## BEGIN Supplied records

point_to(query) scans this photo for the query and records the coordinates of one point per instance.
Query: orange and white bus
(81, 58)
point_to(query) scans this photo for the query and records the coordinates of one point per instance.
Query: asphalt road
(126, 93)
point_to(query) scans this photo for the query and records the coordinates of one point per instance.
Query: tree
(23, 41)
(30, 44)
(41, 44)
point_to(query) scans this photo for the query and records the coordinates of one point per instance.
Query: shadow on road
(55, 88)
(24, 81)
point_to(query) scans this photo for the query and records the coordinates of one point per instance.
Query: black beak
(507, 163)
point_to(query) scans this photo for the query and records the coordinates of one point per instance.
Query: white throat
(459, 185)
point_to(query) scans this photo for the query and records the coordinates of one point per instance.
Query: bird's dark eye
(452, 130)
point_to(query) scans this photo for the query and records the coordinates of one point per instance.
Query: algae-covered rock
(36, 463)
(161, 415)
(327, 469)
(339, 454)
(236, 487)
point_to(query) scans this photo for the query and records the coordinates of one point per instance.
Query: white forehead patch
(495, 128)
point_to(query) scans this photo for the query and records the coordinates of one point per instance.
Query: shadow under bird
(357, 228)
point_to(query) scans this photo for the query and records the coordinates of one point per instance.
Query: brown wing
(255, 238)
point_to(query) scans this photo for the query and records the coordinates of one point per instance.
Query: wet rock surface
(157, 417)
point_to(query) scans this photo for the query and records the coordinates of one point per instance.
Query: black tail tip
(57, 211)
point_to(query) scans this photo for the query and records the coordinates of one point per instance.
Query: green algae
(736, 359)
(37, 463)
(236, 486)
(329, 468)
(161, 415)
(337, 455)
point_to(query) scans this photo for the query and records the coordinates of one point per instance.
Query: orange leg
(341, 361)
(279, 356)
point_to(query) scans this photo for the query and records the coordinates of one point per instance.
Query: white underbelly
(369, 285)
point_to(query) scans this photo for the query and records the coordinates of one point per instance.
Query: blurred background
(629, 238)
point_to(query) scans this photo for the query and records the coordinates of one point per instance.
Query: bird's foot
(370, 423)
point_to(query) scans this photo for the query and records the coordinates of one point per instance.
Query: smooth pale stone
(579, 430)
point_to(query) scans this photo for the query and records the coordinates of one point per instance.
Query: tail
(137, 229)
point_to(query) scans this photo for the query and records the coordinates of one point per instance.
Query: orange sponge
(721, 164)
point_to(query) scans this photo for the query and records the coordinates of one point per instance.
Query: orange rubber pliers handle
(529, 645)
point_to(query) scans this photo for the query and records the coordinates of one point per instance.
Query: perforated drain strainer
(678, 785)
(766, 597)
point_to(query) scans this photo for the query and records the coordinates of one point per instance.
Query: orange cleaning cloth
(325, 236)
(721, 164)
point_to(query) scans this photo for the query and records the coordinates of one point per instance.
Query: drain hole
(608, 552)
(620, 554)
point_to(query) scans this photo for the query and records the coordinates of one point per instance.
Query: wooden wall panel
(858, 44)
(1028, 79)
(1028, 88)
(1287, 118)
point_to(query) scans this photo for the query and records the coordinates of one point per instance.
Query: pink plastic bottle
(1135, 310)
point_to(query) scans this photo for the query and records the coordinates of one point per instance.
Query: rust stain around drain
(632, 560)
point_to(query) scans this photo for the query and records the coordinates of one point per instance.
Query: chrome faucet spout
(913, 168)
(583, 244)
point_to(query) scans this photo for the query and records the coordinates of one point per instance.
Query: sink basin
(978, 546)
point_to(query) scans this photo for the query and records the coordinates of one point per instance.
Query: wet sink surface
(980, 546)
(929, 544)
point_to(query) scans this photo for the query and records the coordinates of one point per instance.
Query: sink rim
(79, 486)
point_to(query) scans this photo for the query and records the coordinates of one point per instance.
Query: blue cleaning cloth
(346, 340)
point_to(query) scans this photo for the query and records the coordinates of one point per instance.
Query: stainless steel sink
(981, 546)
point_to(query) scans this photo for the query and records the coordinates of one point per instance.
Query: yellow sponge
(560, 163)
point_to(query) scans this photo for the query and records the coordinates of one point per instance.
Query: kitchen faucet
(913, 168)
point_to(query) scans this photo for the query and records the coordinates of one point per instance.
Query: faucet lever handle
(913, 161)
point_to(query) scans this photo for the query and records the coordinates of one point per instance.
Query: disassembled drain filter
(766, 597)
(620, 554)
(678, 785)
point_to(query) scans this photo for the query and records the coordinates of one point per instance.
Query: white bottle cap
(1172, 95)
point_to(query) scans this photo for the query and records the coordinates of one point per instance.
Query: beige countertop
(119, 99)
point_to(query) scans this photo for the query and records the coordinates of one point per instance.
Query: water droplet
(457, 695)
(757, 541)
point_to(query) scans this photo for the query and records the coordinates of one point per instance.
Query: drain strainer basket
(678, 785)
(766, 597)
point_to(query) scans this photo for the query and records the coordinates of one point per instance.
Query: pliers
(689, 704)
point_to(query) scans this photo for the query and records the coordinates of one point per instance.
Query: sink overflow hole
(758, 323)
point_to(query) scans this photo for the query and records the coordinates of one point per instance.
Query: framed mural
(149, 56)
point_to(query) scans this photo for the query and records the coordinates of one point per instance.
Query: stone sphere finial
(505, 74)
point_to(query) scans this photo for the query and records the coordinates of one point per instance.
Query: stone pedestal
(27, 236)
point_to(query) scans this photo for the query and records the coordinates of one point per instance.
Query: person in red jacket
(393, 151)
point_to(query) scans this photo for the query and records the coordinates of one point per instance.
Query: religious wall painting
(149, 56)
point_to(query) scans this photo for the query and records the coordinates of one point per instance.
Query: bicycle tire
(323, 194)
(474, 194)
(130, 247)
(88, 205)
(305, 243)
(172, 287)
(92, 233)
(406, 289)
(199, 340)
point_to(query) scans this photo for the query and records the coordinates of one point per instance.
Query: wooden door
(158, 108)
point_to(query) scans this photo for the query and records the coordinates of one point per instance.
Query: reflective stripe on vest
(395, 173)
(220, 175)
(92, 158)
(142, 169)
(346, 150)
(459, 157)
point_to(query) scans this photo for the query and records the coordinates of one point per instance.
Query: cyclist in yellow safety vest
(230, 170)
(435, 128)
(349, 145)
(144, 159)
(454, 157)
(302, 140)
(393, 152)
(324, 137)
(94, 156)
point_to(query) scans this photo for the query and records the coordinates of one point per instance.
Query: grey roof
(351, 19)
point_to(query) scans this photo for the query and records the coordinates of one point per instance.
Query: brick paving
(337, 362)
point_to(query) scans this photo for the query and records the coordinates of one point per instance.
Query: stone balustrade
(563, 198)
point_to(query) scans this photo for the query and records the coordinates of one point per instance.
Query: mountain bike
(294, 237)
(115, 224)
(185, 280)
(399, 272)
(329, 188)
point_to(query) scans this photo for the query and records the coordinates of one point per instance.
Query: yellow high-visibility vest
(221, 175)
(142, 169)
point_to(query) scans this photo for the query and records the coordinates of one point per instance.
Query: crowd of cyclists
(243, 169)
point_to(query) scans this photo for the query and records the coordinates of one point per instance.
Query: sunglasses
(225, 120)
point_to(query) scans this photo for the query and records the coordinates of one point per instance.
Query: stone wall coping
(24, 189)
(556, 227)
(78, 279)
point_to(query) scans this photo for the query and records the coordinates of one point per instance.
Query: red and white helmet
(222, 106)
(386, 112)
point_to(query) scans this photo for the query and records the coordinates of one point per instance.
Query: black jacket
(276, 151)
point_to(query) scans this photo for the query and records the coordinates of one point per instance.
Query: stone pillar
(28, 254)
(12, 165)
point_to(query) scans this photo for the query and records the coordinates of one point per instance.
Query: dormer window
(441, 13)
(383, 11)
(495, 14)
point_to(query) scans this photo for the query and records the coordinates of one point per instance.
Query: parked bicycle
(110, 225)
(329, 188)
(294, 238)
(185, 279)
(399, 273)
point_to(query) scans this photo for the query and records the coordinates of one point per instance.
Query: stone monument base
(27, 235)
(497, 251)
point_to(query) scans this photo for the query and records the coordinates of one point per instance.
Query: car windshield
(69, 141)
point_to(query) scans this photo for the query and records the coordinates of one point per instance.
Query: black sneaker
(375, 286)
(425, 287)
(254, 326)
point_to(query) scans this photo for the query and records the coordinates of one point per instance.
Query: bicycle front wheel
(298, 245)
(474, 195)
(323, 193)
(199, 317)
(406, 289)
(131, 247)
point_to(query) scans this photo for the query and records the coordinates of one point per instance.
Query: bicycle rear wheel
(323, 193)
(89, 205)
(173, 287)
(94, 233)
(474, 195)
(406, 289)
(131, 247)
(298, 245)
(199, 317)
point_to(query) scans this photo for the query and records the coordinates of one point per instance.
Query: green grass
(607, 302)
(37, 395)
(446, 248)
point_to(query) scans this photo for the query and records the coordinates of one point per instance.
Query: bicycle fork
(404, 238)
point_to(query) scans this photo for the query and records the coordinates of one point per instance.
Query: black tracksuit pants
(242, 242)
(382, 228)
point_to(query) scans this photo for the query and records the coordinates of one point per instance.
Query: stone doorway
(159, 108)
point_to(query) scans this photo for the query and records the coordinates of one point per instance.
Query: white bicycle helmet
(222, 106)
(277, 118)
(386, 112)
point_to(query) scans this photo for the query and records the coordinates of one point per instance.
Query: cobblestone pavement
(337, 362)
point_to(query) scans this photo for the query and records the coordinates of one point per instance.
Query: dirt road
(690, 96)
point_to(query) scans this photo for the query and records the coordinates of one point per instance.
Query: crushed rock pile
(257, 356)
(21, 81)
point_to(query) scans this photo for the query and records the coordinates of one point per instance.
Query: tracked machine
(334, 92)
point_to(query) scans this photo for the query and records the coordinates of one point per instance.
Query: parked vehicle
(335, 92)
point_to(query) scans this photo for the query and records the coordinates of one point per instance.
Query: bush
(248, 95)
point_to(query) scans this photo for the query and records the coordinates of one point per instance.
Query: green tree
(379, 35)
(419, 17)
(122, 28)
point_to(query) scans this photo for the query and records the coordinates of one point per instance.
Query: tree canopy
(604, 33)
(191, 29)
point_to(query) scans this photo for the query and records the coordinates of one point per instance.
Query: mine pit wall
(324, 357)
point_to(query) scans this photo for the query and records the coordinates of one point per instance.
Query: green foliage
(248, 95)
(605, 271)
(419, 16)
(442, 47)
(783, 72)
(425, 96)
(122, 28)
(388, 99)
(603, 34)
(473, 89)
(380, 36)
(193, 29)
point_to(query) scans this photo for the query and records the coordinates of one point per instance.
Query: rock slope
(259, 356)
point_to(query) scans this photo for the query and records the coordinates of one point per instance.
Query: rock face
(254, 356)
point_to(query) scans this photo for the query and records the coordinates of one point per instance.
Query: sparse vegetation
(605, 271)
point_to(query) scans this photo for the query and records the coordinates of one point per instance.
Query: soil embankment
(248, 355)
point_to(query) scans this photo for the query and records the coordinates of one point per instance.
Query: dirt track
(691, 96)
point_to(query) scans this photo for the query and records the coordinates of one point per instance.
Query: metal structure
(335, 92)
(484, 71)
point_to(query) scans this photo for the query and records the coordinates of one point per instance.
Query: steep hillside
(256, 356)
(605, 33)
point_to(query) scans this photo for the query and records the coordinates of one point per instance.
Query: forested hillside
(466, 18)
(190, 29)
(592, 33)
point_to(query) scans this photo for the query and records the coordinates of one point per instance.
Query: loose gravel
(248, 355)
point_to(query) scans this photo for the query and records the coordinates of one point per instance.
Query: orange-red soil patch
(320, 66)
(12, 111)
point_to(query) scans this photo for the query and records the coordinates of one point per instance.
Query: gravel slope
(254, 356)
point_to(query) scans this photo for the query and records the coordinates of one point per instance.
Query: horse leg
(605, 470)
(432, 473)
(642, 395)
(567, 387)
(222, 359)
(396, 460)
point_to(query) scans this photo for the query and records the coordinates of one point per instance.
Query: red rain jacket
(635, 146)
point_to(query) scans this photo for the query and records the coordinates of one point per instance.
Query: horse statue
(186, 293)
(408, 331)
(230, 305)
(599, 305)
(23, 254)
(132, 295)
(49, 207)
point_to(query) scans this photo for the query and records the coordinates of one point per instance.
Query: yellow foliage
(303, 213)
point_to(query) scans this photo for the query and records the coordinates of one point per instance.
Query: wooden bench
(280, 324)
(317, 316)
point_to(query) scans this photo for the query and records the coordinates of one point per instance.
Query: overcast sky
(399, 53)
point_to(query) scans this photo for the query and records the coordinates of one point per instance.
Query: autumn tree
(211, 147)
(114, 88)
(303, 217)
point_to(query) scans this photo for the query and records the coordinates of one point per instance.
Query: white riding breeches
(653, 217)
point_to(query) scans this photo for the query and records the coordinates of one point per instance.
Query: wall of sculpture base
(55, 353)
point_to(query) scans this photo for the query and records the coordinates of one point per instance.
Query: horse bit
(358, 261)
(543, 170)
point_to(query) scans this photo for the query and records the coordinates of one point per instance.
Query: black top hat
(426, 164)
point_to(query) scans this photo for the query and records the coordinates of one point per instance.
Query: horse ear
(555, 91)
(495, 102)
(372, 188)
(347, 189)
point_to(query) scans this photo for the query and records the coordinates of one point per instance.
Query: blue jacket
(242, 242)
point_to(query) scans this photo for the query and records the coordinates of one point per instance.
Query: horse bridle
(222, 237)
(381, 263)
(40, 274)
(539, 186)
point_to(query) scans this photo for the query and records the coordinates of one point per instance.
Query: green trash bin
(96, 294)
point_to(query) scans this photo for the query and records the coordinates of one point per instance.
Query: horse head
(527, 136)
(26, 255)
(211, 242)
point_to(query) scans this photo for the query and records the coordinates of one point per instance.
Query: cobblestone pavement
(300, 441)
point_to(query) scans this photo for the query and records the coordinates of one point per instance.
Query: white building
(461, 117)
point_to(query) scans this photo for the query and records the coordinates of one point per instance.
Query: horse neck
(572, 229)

## END Supplied records

» Directions: Which lines above contain the word "sink"? Report each of them in full.

» Answer to the exercise:
Query: sink basin
Query: wet sink surface
Query: sink rim
Query: stainless steel sink
Query: sink overflow hole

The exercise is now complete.